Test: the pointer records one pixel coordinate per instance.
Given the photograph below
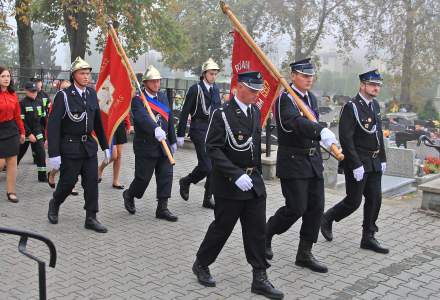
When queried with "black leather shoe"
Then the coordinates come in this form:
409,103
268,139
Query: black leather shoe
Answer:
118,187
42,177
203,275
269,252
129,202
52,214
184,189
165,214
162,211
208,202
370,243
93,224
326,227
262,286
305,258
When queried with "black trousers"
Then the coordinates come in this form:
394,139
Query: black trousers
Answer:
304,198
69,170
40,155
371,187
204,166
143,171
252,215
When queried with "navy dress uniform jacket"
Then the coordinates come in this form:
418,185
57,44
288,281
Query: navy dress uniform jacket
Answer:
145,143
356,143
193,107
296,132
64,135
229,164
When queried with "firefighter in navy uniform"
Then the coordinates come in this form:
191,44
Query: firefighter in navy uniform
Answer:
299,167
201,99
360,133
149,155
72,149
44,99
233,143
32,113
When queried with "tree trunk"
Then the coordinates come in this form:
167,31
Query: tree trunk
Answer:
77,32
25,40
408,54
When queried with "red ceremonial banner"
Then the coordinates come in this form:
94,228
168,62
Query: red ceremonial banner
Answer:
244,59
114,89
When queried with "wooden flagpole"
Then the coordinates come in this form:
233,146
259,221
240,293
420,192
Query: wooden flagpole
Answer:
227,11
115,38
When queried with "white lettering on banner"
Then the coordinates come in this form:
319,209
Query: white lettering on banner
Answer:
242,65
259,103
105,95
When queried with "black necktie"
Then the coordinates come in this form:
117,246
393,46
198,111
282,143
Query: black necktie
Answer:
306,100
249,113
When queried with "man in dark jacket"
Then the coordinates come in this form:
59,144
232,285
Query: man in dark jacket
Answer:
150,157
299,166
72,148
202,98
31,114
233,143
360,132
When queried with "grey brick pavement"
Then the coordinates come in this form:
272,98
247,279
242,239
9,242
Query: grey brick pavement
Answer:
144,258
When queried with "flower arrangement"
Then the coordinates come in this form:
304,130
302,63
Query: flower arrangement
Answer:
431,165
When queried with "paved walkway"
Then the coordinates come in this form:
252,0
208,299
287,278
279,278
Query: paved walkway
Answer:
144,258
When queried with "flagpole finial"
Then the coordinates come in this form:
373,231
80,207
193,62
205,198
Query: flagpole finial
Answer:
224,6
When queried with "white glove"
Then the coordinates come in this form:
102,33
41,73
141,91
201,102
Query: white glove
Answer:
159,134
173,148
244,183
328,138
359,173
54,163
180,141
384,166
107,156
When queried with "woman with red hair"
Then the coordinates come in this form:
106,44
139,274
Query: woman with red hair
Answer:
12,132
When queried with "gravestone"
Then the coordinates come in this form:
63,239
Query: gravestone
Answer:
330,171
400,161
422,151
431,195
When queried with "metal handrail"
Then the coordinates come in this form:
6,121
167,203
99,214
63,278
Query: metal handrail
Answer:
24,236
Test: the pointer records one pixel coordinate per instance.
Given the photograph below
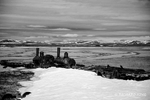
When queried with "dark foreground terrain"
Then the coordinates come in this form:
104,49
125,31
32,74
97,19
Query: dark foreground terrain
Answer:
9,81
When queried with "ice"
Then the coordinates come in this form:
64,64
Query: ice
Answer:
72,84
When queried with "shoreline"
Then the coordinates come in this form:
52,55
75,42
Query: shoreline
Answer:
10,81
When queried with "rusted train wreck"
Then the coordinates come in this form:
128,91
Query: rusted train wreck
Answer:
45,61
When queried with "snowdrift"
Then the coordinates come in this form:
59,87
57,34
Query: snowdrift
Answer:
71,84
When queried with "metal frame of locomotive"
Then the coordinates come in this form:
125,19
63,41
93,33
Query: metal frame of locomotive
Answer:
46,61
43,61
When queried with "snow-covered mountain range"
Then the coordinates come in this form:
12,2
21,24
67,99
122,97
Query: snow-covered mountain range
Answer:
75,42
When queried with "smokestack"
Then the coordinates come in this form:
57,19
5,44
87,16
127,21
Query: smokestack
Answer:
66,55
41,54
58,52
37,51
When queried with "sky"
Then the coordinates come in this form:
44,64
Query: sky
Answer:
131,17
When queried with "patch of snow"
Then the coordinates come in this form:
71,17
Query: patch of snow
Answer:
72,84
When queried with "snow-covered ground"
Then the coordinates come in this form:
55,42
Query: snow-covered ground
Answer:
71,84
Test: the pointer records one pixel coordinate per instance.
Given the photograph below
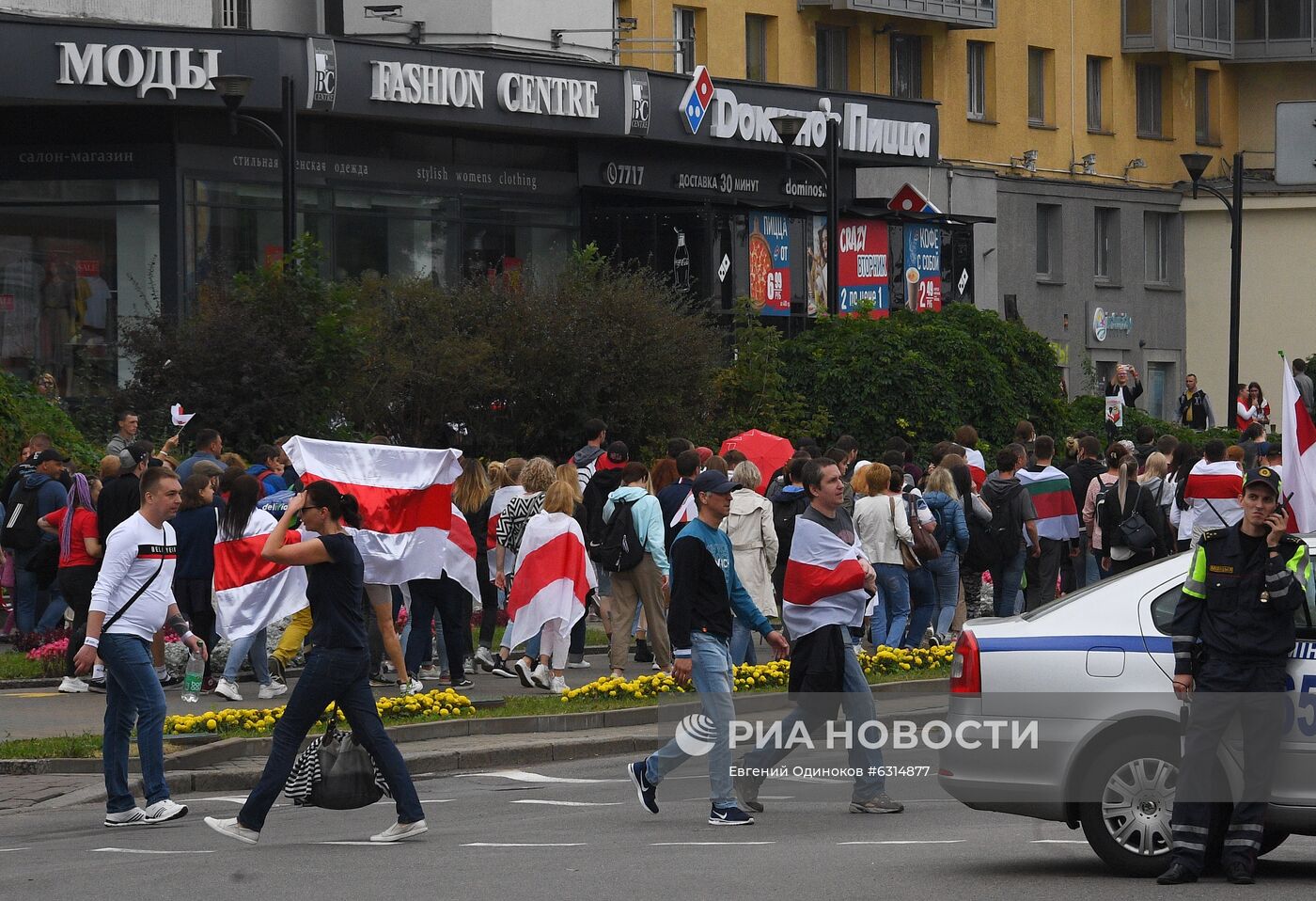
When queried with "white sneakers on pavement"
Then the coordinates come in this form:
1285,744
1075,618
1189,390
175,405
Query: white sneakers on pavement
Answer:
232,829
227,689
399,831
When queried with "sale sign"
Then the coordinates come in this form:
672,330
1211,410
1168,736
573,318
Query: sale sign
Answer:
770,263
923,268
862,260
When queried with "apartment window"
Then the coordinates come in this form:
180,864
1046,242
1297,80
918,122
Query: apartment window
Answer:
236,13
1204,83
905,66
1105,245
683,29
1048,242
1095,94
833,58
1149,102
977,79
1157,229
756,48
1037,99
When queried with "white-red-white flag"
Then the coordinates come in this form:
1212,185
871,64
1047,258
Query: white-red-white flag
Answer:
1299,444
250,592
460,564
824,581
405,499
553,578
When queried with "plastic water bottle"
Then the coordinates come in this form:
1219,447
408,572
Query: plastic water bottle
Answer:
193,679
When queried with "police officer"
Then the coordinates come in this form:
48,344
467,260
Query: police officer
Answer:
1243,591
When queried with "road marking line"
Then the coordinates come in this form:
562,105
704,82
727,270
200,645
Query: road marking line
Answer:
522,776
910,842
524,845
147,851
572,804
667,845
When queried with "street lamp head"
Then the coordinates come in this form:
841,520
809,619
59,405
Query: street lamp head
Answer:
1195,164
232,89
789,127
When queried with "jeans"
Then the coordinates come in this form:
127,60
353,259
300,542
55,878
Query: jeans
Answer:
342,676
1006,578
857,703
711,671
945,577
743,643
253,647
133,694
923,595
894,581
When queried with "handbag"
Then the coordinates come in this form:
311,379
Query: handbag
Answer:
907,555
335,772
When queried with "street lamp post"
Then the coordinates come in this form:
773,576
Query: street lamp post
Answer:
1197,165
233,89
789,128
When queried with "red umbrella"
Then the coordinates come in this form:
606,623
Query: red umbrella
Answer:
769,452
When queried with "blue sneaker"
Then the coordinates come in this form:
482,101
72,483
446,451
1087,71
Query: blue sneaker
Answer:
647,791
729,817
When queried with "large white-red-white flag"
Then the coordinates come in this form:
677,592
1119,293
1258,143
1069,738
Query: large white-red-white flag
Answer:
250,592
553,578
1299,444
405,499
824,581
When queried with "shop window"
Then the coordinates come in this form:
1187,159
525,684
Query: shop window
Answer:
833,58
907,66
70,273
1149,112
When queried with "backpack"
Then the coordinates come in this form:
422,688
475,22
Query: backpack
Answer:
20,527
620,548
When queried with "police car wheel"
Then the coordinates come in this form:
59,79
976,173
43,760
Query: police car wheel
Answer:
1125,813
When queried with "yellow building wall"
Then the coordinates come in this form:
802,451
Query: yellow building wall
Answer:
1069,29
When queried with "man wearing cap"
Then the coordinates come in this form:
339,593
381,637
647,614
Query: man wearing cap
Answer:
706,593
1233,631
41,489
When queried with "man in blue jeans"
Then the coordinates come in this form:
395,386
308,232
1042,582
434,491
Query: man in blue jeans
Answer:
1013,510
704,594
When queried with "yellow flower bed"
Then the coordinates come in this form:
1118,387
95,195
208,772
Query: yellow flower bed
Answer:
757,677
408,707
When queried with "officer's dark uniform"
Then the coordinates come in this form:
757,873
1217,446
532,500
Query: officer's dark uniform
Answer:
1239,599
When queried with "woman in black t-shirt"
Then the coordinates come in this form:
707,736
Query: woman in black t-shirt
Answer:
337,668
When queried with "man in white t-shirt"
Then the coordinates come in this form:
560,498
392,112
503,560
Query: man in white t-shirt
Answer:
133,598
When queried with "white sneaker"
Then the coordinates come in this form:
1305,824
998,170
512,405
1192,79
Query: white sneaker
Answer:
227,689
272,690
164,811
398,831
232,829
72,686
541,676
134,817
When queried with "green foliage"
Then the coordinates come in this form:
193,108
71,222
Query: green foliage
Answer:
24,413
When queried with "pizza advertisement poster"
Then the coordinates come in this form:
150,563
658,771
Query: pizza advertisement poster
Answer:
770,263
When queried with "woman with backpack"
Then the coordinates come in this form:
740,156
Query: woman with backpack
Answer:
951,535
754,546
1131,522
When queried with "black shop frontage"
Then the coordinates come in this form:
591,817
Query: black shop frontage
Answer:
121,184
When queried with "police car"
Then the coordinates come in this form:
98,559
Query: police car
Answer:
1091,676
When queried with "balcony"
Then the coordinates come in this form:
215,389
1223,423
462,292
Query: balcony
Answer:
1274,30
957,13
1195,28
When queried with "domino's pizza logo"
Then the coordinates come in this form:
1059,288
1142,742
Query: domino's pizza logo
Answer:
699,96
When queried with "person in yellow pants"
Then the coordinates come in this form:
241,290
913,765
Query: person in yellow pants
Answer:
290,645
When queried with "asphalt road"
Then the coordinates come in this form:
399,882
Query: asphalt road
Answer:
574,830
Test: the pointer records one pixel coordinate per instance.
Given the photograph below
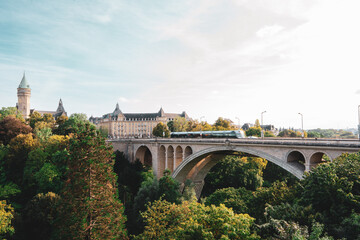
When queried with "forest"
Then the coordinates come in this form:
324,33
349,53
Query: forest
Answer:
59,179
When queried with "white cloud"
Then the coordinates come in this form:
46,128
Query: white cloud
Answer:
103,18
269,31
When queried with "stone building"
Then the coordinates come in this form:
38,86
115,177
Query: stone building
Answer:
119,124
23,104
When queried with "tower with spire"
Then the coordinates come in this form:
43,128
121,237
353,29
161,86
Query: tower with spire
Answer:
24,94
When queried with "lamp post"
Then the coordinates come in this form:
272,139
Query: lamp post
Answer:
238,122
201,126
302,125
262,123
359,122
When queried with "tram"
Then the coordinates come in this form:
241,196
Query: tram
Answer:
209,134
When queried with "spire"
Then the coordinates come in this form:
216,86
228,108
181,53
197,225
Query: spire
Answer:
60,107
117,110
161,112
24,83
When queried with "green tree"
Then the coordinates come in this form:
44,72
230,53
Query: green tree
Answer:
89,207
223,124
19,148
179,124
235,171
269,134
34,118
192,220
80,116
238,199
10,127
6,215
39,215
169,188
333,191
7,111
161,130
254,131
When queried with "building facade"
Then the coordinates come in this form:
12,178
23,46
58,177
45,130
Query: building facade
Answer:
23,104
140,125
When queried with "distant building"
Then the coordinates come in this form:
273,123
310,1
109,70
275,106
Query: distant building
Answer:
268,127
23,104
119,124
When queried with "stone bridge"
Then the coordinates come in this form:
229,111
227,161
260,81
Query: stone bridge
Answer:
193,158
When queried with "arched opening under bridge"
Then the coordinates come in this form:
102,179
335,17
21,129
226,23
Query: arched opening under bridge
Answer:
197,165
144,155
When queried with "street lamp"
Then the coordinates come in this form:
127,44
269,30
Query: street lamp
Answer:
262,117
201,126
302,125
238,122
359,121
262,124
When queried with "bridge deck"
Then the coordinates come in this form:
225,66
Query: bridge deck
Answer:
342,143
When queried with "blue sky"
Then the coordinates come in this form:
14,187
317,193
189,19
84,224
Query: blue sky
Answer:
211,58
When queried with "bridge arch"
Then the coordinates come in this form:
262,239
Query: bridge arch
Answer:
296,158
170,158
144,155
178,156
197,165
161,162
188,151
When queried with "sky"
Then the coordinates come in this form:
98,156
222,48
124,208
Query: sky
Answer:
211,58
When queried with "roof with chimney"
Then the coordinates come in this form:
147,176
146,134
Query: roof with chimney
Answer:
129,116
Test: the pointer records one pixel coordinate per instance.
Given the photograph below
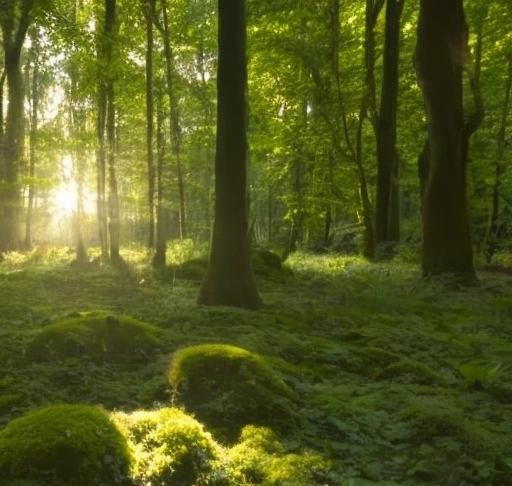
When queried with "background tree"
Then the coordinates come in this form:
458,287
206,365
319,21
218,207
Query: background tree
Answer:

◇ ◇ ◇ ◇

▶ _What this task involves_
Which lines in the records above contain the word "advertisement", with case counting? Return each of those lines in full.

▶ _Reply_
When queried with "pizza advertisement poster"
Query: pizza advertisement poster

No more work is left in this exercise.